- **REQUIRED TASK**: Render the lines below as a Markdown table with two columns, Row and Line. Number each line in order and leave out any blank lines.

— Start RAW DATA —

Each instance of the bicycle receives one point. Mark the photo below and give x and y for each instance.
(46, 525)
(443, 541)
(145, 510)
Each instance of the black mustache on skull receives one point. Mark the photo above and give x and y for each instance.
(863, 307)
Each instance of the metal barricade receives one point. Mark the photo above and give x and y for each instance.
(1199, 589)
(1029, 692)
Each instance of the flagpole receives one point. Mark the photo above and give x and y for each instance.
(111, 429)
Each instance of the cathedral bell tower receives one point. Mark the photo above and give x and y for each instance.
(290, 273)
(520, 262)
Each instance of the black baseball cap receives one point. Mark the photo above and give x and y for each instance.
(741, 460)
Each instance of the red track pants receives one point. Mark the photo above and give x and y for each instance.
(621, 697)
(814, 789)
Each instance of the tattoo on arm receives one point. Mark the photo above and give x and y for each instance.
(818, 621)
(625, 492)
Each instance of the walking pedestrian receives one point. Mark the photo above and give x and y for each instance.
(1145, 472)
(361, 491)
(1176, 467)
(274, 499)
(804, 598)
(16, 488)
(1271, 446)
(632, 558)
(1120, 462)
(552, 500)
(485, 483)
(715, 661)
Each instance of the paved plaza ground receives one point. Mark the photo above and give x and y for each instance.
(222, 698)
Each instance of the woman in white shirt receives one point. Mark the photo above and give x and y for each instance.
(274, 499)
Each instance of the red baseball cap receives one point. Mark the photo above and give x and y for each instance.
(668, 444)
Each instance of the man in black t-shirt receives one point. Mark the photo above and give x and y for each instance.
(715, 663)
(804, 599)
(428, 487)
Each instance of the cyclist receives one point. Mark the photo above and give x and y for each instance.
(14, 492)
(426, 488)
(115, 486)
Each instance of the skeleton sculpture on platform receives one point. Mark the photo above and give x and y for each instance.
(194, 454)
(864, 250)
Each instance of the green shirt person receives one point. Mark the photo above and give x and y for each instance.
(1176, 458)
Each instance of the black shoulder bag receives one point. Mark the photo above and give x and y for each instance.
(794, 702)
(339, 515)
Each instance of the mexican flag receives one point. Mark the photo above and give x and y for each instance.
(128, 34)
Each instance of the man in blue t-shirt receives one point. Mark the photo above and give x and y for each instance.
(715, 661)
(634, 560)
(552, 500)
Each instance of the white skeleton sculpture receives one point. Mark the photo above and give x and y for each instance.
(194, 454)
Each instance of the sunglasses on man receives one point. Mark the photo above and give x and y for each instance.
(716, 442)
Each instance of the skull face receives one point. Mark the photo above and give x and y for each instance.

— End RAW DATA —

- **SOLUTION TO THIS TASK**:
| Row | Line |
|---|---|
| 1 | Each instance of the bicycle receives one point. Mark the photo below and give x and y for each instance. |
| 2 | (46, 525) |
| 3 | (443, 541) |
| 4 | (145, 510) |
| 5 | Each instance of the black mustache on skull receives one point. Mark the photo above and give x and y for each instance. |
| 6 | (863, 307) |
| 7 | Each instance of the metal barricade receives one point. Mark the photo above and give x and y for each instance. |
| 8 | (1199, 589) |
| 9 | (1029, 692) |
| 10 | Each instance of the flagpole receives one point. Mark the photo above and give x and y for each instance. |
| 11 | (111, 429) |
| 12 | Each instance of the cathedral bell tower receives one point. Mark the photo above and give x and y for each instance. |
| 13 | (290, 273) |
| 14 | (520, 262) |
| 15 | Each instance of the black baseball cap receives one point. Mark the photo above and give x and y for each instance. |
| 16 | (741, 460) |
| 17 | Each instance of the red track pants receives one point. Mark the photo above and give x and y for each instance. |
| 18 | (621, 697) |
| 19 | (814, 789) |
| 20 | Each instance of the tattoo on arm receives one point. Mark the photo above and give x and y for each instance. |
| 21 | (818, 621) |
| 22 | (625, 492) |
| 23 | Each instance of the walking pedestrian receives one point. Mark the photo above and give x and y for each instance. |
| 24 | (1145, 472) |
| 25 | (361, 491) |
| 26 | (1176, 467) |
| 27 | (274, 499) |
| 28 | (804, 598) |
| 29 | (16, 488) |
| 30 | (1271, 446) |
| 31 | (632, 558) |
| 32 | (1120, 462) |
| 33 | (552, 500) |
| 34 | (485, 483) |
| 35 | (715, 661) |
| 36 | Each instance of the paved plaza ground receives one point. Mark the photo above and give x and y for each instance. |
| 37 | (222, 698) |
| 38 | Each instance of the woman in white shirt receives one point. Mark the photo above and give x and y for each instance. |
| 39 | (274, 499) |
| 40 | Each instance of the red baseball cap receives one point. Mark the photo above and give x and y for each instance. |
| 41 | (668, 444) |
| 42 | Each instance of the man in black t-shirt receives one point. Mark the photo above and give x and y for each instance. |
| 43 | (715, 663) |
| 44 | (804, 599) |
| 45 | (428, 487) |
| 46 | Each instance of the cyclist receives one point. Mark the photo above and give x and y for each instance. |
| 47 | (14, 492) |
| 48 | (426, 488) |
| 49 | (115, 486) |
| 50 | Each instance of the skeleton sculpture on platform receives one point. Mark the photo above and give x and y for each instance. |
| 51 | (194, 454) |
| 52 | (864, 250) |
| 53 | Each instance of the green shirt person receives one point. Mark the photo above and give x and y for each instance. |
| 54 | (1176, 458) |
| 55 | Each instance of the black shoulder bag receives one point. Mark the photo above and give x and y for each instance. |
| 56 | (794, 702) |
| 57 | (339, 515) |
| 58 | Each instance of the mexican flag receives one point. Mark the photo above and give x and y for each instance. |
| 59 | (128, 34) |
| 60 | Each instance of the man in blue t-shirt receives one point. Mark the photo above and give x and y for each instance. |
| 61 | (715, 661) |
| 62 | (634, 560) |
| 63 | (552, 500) |
| 64 | Each instance of the white skeleton sculpture receives one point. Mark the photo above and give x and y for each instance. |
| 65 | (194, 454) |
| 66 | Each instance of the sunglasses on man receives one point. Mark the photo above and give x and y for each instance. |
| 67 | (716, 442) |
| 68 | Each instance of the skull face receives one point. Mark the photo above and give x and y for each instance. |